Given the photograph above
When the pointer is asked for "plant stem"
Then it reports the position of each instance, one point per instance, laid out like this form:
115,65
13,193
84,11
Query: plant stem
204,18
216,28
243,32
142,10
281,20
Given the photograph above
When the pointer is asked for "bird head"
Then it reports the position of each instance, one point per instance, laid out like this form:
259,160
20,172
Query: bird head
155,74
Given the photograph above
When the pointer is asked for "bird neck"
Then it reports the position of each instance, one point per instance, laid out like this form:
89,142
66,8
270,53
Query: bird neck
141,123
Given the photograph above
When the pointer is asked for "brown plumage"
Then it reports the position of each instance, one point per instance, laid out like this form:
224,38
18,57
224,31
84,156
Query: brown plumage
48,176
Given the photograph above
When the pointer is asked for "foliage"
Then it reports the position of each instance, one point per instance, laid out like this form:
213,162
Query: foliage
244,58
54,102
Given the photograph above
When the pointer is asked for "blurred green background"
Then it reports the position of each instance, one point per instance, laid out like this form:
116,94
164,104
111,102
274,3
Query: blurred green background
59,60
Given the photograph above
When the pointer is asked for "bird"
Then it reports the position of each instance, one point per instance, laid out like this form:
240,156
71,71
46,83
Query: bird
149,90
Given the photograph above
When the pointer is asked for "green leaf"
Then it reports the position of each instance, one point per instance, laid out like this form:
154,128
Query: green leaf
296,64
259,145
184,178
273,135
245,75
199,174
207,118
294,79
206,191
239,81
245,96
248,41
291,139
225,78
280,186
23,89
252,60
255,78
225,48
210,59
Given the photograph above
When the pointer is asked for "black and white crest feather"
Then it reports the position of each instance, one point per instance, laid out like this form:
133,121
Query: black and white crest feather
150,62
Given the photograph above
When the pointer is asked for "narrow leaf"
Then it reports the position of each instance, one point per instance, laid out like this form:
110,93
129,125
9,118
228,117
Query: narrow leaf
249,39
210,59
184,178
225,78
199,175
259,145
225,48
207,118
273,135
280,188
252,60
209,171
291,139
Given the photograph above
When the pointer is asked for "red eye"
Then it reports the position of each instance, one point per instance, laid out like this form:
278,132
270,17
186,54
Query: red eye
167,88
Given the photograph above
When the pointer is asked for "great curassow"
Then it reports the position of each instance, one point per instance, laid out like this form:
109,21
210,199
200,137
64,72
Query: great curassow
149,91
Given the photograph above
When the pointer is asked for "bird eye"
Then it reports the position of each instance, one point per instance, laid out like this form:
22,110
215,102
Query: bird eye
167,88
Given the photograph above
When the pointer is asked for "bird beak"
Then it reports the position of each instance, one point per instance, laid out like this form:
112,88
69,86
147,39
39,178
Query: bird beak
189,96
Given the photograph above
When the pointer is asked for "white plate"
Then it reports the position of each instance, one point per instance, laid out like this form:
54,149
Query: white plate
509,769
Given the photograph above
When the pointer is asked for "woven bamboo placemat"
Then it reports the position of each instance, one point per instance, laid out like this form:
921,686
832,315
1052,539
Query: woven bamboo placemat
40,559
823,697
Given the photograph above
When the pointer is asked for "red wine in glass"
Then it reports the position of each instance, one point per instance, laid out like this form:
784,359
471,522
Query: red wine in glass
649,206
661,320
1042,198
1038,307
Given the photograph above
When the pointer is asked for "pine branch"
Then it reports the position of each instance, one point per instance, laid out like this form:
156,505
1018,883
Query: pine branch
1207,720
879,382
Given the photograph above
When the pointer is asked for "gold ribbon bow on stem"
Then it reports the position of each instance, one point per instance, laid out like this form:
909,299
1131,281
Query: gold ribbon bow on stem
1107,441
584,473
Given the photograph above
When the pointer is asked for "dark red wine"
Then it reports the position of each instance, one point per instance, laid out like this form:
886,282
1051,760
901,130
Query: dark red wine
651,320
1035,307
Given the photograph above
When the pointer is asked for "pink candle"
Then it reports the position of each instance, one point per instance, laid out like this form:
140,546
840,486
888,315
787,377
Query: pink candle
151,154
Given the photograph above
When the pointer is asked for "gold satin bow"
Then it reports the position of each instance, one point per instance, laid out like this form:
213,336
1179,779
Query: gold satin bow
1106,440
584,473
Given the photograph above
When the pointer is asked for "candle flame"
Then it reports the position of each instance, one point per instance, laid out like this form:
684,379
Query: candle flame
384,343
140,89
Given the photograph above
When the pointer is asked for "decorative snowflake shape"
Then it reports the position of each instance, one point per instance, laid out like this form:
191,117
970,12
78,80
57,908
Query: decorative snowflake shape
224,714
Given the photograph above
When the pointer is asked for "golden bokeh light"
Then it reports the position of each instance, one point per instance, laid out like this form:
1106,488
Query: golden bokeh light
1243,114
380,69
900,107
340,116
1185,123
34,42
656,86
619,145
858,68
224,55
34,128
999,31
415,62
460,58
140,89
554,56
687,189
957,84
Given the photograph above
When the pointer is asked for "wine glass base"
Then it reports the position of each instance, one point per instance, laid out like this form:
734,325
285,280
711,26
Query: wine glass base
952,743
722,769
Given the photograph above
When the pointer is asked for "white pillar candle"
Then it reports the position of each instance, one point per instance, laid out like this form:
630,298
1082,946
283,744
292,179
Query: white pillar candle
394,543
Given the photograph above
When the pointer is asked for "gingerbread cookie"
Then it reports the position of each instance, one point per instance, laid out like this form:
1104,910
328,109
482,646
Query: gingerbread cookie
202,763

━━━━━━━━━━━━━━━━━━━━

PROBLEM DETAILS>
Every entry is to be repeated exactly as it stands.

ANSWER SPACE>
Given the photograph above
When the pointer is asked for "plant stem"
Then it reports the position of each instance, one point per instance, laid out like this form:
115,65
13,193
84,11
Query: plant stem
204,18
216,28
243,32
142,10
281,20
Given the photograph above
When the pointer is asked for "bird head"
Then it reports the position of each instance, one point per instance, laid out like this form:
259,160
20,172
Query: bird head
155,74
Given the photograph above
When the pointer is asked for "bird neck"
Then it reports the position of each instance, one point per instance, laid out like this form:
89,142
66,8
270,53
Query: bird neck
141,123
Given the photograph above
When the pointer is asked for "brown plumage"
Then it reports the position of each instance, one point per instance, laid out like this form:
224,38
18,57
224,31
84,156
Query: brown plumage
48,176
Given the photograph above
When the pointer is asked for "foliage"
Then it reports the position of each instance, one point per instance, laid out like this form:
213,162
Query: foliage
244,58
54,102
Given the photograph above
When the pointer is asked for "blurred green background"
Then it reports the position of each instance, one point per instance, laid out like this form:
116,94
164,104
111,102
274,3
Query: blurred green background
59,60
Given the photograph above
When the pointer is asked for "bird"
Then it reports the position of each instance, one point per instance, laid out like this form:
240,156
71,71
46,83
Query: bird
149,90
Given the photograph above
When the pointer is asked for "green leaf"
Then it reports the position of each instance, one point per instance, laid out like this form:
154,128
Query: green leaf
296,64
259,145
184,178
273,135
245,75
199,174
207,118
294,79
206,191
239,81
245,96
248,41
291,139
225,78
280,186
23,89
252,60
255,78
225,48
210,59
Given the photograph above
When the pointer is asked for "black and white crest feather"
Then it reports the position of each instance, one point per instance, laid out like this form:
133,121
Query: black and white crest feather
150,62
Given the photograph above
When the pointer is asked for "narrow leaf"
Then it reports the position of each instance, one point per instance, laid out like this form:
110,93
129,125
9,118
228,117
Query: narrow leaf
249,39
210,59
184,178
225,78
199,175
259,145
225,48
207,118
273,135
280,188
252,60
209,171
291,139
Given the photograph above
When the pointer is asked for "red eye"
Then it reports the position of each instance, one point per instance, laid out like this form:
278,132
270,17
186,54
Query: red eye
167,88
Given the photograph above
When the pointer is asked for "great curassow"
Then it reports the position of each instance, one point per instance, laid out like this form:
109,21
210,199
200,137
64,72
Query: great curassow
149,91
Given the photograph above
When the pointer is asked for "bird eye"
Then it reports the position of each instance, one point per instance, laid out like this form:
22,110
215,102
Query: bird eye
167,88
Given the photograph above
When the pointer is asked for "bird beak"
Then it reports the position of each instance, one point per instance, laid out like this form:
112,88
69,86
147,39
39,178
Query: bird beak
189,96
Given the photograph above
When the pointer is asked for "white plate"
Then it reports the position of each instance, one point per instance, laid out like this form:
54,149
Query: white plate
509,769
Given the photograph above
When the pointer is asked for "woven bamboo placemat"
Then it reports the position of each instance, one point per instance, laid out like this form:
921,686
832,315
1052,539
Query: woven bamboo placemat
40,559
823,697
Given the photograph above
When the pointer is asked for "red wine in glass"
Then it reports the position of each instance, one point per instance, laid out like this form:
784,359
471,522
Query: red wine in glass
649,206
661,320
1042,198
1038,307
Given the photograph above
When the pointer is asked for "pine branch"
Then it reports the position of each instance, one point per instance, laid out like this form:
156,505
1018,883
Query: pine branch
1207,720
879,382
Given the photograph above
When the pointer is asked for "gold ribbon bow on stem"
Then it reports the position of each instance, one point per instance, laid out like this form:
909,299
1131,281
Query: gold ribbon bow on stem
1107,441
584,473
Given the photograph above
When the pointer is asked for "dark red wine"
Then it reports the position of each instance, one point per instance, laid out like this form:
886,282
1051,760
901,130
Query: dark red wine
651,320
1035,307
Given the photograph above
When the pointer is asked for "pink candle"
Then it reports the position of each instance, one point per instance, laid out like this form:
140,546
840,486
888,315
787,377
Query: pink candle
151,154
Given the photograph above
When the pointer is asked for "gold satin bow"
Then it reports the position of each instance, one point per instance, laid out like this form:
213,336
1179,779
Query: gold satin bow
1106,440
584,473
Given the photograph above
When the pointer is asked for "candle flame"
Then it reports the position of each instance, one point per instance, laid out like this form:
684,379
Query: candle flame
384,343
140,89
Given the photograph above
When the pointer is asked for "decorative snowflake shape"
Then it reports the position of each instance, one point per instance, laid out like this form:
191,117
970,12
78,80
57,908
Query: decorative snowflake shape
224,714
Given the photograph above
When the pointer is asked for "golden bokeh light"
Then it reports the position of each instance, one point per instance, laid out like this form:
1106,488
Query: golden bokeh light
1243,114
380,69
900,107
340,116
1185,123
34,42
656,86
619,145
858,68
224,55
34,128
999,31
415,62
460,58
140,89
554,56
687,189
957,84
Given the photograph above
When the pointer is asked for "wine glass base"
Then it reports the position of each instance, one point per instance, laid out like this form:
734,325
285,280
711,26
Query: wine glass base
952,743
722,769
Given the photograph above
When the pointer is asked for "white pillar candle"
Then it reports the position of each instance, one point per instance, laid out like this form:
630,298
1082,946
283,744
292,179
Query: white pillar candle
394,543
Given the photograph above
When the pointer is asked for "gingerbread cookie"
Then it reports the position of each instance, one point per instance, laid out like this form:
1104,910
328,109
482,646
Query: gingerbread cookie
202,763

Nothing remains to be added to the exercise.